*** Opening of Given entries ***

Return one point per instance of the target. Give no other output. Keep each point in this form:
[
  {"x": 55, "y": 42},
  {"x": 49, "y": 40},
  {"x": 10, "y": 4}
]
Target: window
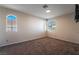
[
  {"x": 51, "y": 25},
  {"x": 11, "y": 23}
]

*** Close of Given entries ***

→ Problem statement
Exact copy, pictures excluded: restate every record above word for word.

→ Answer to this problem
Return one point per instance of the target. Give no other output. Keep each point in this form:
[
  {"x": 55, "y": 42},
  {"x": 49, "y": 40},
  {"x": 10, "y": 4}
]
Target: window
[
  {"x": 51, "y": 25},
  {"x": 11, "y": 23}
]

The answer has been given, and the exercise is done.